Trading on tips is a tricky subject as at times, my friends or people I know make money on some random pump and dump stock which they brag about when I say I trade. We've all been there trying to talk trading with someone and hear this or that story...

The thing about a tip, especially when someone else is elated about it, is that the stock is usually at it's peak with the owner high on a wave of paper profits. Somehow, we are not okay with people making money other than us, particularly if we claim to be stock traders. Ego in action.

The Stocks are typically:

  • Low quality with low liquidity
  • Already had their run without you aboard
  • Broken tickers with no hope of return

How many of your friends with these prime tips are millionaire stock traders?

The only tips I trade these days are the tips from my own stock trading strategy which come from a rigorous screening process. Price action, volume and velocity are all that I need to make an assessment of a good or a bad purchase (for the most part).

Taking full accountability for your trading is the true mark of distinction when trading stocks. Your screening process and objective criteria ARE the tips. If you can't trust your own judgement, why in the name of shit will you trust someone else?

Form your own ideas and trade for real. If not, it's totally okay to simply index invest or do something else. If you treat trading like gambling then you can expect the same results as a gambler. Uncertain, unpredictable and making sure the house always wins.

4. Buying Cheap Stocks

This one still gets me a few times a year. I simply cannot help but try and buy a few beat up tickers in the hopes of it making a return to former glory. Like a bad relationship, I still find myself going back to the self-torture of repeating this mistake. Far less however and hopefully never again after writing it here.

Blogging by the way is a great way of holding yourself accountable for your stock trading.

Sure, sometimes this can work out, in fact, some people have an entire strategy around timing and buying broken down stocks with very specific entry criteria. For the most part however, think about it this way:

  • Why have large institutions sold this stock in the first place?

• _Dataset extract_
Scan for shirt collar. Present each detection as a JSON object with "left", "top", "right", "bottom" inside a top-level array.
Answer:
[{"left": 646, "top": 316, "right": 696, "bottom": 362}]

• _Set task_
In the stretch of the stock-trading text from "4. Buying Cheap" through "your stock trading.", change "former glory" to "its old highs" and write out that stretch again. The listing is separate from the stock-trading text.

• _Expected answer_
4. Buying Cheap Stocks

This one still gets me a few times a year. I simply cannot help but try and buy a few beat up tickers in the hopes of it making a return to its old highs. Like a bad relationship, I still find myself going back to the self-torture of repeating this mistake. Far less however and hopefully never again after writing it here.

Blogging by the way is a great way of holding yourself accountable for your stock trading.